[LISTED ENTRIES]
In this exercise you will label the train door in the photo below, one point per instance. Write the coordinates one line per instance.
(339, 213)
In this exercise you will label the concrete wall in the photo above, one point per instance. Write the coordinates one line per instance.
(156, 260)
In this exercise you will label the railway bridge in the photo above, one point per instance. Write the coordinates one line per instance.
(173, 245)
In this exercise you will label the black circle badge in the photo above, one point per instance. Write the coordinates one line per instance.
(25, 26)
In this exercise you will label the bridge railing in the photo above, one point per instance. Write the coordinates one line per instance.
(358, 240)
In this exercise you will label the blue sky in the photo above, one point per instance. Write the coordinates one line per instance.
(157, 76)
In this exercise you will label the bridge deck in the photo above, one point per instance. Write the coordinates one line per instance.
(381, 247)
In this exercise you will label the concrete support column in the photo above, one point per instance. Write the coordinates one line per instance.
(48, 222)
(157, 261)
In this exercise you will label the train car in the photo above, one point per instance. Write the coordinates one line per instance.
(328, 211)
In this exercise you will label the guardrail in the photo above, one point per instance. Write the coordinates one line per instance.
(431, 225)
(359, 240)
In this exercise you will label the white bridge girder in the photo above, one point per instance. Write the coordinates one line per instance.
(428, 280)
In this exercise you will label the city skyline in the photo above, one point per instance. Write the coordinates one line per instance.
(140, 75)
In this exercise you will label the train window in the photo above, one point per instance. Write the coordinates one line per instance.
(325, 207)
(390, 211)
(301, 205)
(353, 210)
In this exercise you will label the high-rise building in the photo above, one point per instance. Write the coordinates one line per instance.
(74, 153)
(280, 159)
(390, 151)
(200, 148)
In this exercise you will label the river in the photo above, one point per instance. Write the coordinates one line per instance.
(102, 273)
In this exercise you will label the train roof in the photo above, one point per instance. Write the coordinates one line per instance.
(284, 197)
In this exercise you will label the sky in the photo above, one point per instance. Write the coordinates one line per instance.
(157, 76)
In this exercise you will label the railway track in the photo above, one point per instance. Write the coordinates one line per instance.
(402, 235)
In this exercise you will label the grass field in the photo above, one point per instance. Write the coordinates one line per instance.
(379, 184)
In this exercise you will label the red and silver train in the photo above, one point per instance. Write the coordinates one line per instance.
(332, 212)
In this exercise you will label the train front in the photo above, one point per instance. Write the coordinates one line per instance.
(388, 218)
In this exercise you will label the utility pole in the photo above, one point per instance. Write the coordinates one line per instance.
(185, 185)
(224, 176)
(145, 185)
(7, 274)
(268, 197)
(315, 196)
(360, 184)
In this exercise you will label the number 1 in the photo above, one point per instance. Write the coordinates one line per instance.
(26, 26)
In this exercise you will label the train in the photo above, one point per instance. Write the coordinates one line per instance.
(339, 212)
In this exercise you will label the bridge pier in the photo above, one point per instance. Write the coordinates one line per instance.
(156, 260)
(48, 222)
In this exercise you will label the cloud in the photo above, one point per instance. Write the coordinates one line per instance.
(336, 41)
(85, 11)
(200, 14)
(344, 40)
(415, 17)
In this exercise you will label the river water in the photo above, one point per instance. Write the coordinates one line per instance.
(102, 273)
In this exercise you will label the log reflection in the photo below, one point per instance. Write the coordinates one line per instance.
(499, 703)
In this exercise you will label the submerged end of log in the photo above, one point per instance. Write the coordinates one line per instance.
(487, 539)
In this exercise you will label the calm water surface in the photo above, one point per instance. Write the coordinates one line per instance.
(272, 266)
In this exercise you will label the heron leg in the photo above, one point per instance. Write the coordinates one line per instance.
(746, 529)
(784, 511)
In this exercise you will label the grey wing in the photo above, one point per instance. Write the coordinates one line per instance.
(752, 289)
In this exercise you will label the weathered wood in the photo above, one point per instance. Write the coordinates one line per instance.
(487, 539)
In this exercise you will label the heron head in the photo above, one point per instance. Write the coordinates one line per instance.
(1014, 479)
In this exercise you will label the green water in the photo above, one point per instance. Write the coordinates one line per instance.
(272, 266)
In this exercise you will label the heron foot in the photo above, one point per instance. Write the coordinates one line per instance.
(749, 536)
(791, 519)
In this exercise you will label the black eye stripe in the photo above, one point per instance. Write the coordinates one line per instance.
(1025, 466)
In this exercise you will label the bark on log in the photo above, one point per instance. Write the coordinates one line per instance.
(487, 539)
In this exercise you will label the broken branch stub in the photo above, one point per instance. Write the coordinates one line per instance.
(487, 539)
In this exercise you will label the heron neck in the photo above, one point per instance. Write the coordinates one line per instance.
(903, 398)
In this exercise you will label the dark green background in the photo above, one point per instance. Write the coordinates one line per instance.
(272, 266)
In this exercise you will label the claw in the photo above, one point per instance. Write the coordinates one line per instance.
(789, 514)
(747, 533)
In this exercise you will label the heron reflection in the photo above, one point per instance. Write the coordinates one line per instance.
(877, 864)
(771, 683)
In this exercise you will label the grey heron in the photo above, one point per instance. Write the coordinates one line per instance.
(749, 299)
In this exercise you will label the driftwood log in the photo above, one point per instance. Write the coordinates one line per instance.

[YOUR GOAL]
Render all of the material above as a Markdown table with two columns, Row and Line. Give each nonblank line its own numbered row and omit blank lines.

[RESPONSE TO THIS TASK]
| Row | Line |
|---|---|
| 1 | In this exercise you will label the train door in the photo below, one point per instance. Write the coordinates one line per instance. |
| 2 | (339, 213) |
| 3 | In this exercise you will label the concrete wall in the photo above, one point per instance. Write the coordinates one line per instance. |
| 4 | (156, 260) |
| 5 | In this exercise you will label the railway bridge in the photo above, one point per instance. Write the coordinates one line per instance. |
| 6 | (173, 245) |
| 7 | In this exercise you will label the black circle badge in the photo above, one point per instance. Write the coordinates one line per instance. |
| 8 | (25, 26) |
| 9 | In this exercise you will label the bridge railing in the photo above, one point per instance. Write the coordinates one line per instance. |
| 10 | (358, 240) |
| 11 | In this exercise you will label the blue sky in the photo above, one point per instance. Write the coordinates one line per instance. |
| 12 | (157, 76) |
| 13 | In this exercise you will label the bridge deck in the photo above, one point per instance. Write the coordinates one line per instance. |
| 14 | (381, 247) |
| 15 | In this exercise you will label the concrete support column in the photo above, one point per instance. Write the coordinates one line per instance. |
| 16 | (48, 222) |
| 17 | (157, 261) |
| 18 | In this exercise you will label the train car in the photo above, one point per instance. Write the coordinates one line per instance. |
| 19 | (328, 211) |
| 20 | In this exercise you will label the guardrail in the photo above, one point per instance. Write the coordinates one line per instance. |
| 21 | (431, 225) |
| 22 | (359, 240) |
| 23 | In this exercise you will label the white bridge girder in the photo above, one point per instance. Write the coordinates one line per instance. |
| 24 | (428, 280) |
| 25 | In this exercise you will label the city skyline in the photo above, one point per instance. Write the coordinates one line per instance. |
| 26 | (140, 75) |
| 27 | In this exercise you will label the train window in the photo above, one point per instance. Write the coordinates one line per instance. |
| 28 | (325, 207) |
| 29 | (390, 211) |
| 30 | (301, 205) |
| 31 | (353, 210) |
| 32 | In this exercise you will label the high-rise building in the photo above, one point per instance. Write the coordinates one line per instance. |
| 33 | (74, 153) |
| 34 | (280, 159) |
| 35 | (390, 151) |
| 36 | (200, 148) |
| 37 | In this exercise you will label the river in the photo above, one point per instance. Write the coordinates one line per instance. |
| 38 | (102, 273) |
| 39 | In this exercise you will label the train roof in the photo above, one point per instance. Write the coordinates one line per instance. |
| 40 | (284, 197) |
| 41 | In this exercise you will label the sky in the photo above, one point per instance. Write the coordinates one line per instance. |
| 42 | (157, 76) |
| 43 | In this exercise you will label the railway track in the photo above, one point per instance. Write the coordinates one line per instance. |
| 44 | (402, 235) |
| 45 | In this exercise you will label the grass field in the photo above, one point per instance. Write the coordinates one line per instance. |
| 46 | (379, 184) |
| 47 | In this exercise you will label the red and silver train in the photo above, one point per instance. Write the coordinates one line per instance. |
| 48 | (332, 212) |
| 49 | In this exercise you will label the train front in the photo above, one point per instance. Write the coordinates one line per instance. |
| 50 | (388, 218) |
| 51 | In this exercise you will label the utility pole in the photo above, one point per instance. Write the coordinates one line per instance. |
| 52 | (185, 185) |
| 53 | (224, 176) |
| 54 | (145, 185) |
| 55 | (7, 274) |
| 56 | (268, 197) |
| 57 | (315, 196) |
| 58 | (360, 184) |
| 59 | In this exercise you will label the number 1 in the photo above, one point per instance. Write the coordinates one line per instance. |
| 60 | (26, 26) |
| 61 | In this exercise you will label the train in the photo above, one point per instance. Write the coordinates one line per instance. |
| 62 | (339, 212) |
| 63 | In this exercise you will label the bridge pier in the photo above, one point per instance. Write the coordinates one line per instance. |
| 64 | (156, 260) |
| 65 | (48, 222) |
| 66 | In this exercise you will label the cloud in the photo above, one point per instance. Write the coordinates one line per instance. |
| 67 | (336, 41) |
| 68 | (85, 11) |
| 69 | (200, 14) |
| 70 | (344, 40) |
| 71 | (415, 17) |
| 72 | In this exercise you will label the river water in the photo above, one point per instance. Write the coordinates one line per instance. |
| 73 | (102, 273) |
| 74 | In this exercise you will label the log reflection in the photo below, one point per instance. Write the coordinates one line per instance. |
| 75 | (499, 703) |
| 76 | In this exercise you will label the submerged end of log in the photo above, one point per instance. Write the coordinates one line per instance. |
| 77 | (487, 539) |
| 78 | In this exercise you will label the calm water surface in the photo above, one point per instance. Write the coordinates one line per instance. |
| 79 | (272, 266) |
| 80 | In this exercise you will label the heron leg in the photo above, one point per instance. Write the coordinates one line per instance. |
| 81 | (746, 529) |
| 82 | (784, 511) |
| 83 | In this exercise you will label the grey wing in the photo above, one point per instance. Write the coordinates one line per instance. |
| 84 | (752, 289) |
| 85 | In this exercise you will label the weathered wood in the photo above, one point per instance. Write the coordinates one line per instance. |
| 86 | (487, 539) |
| 87 | In this exercise you will label the heron head in the photo above, one point per instance. Write the coordinates one line per instance. |
| 88 | (1014, 479) |
| 89 | In this exercise you will label the green water in the photo above, one point per instance. Write the coordinates one line per instance. |
| 90 | (272, 266) |
| 91 | In this exercise you will label the heron foot in the photo above, one point per instance. Write the coordinates one line per instance. |
| 92 | (749, 536) |
| 93 | (791, 519) |
| 94 | In this exercise you will label the black eye stripe in the photo above, one point per instance. Write the coordinates one line per instance. |
| 95 | (1025, 466) |
| 96 | In this exercise you will label the bark on log in the photo above, one point per instance. Write the coordinates one line per instance. |
| 97 | (487, 539) |
| 98 | In this exercise you will label the broken branch stub in the photo above, one point per instance. Write the coordinates one line per instance. |
| 99 | (487, 539) |
| 100 | In this exercise you will label the heron neck in the photo above, one point per instance. Write the coordinates one line per instance. |
| 101 | (903, 398) |
| 102 | In this exercise you will label the dark green background in the photo above, one point per instance. Write the coordinates one line per instance. |
| 103 | (272, 266) |
| 104 | In this exercise you will label the claw in the photo above, one point per instance. Write the coordinates one line per instance. |
| 105 | (789, 514) |
| 106 | (747, 533) |
| 107 | In this exercise you will label the heron reflection in the photo above, one point per instance. Write the coordinates one line per instance. |
| 108 | (877, 864) |
| 109 | (771, 683) |
| 110 | In this exercise you will label the grey heron in the photo above, one point per instance. Write the coordinates one line per instance. |
| 111 | (749, 299) |
| 112 | In this exercise you will label the driftwood log in the photo above, one point per instance. Write the coordinates one line per instance. |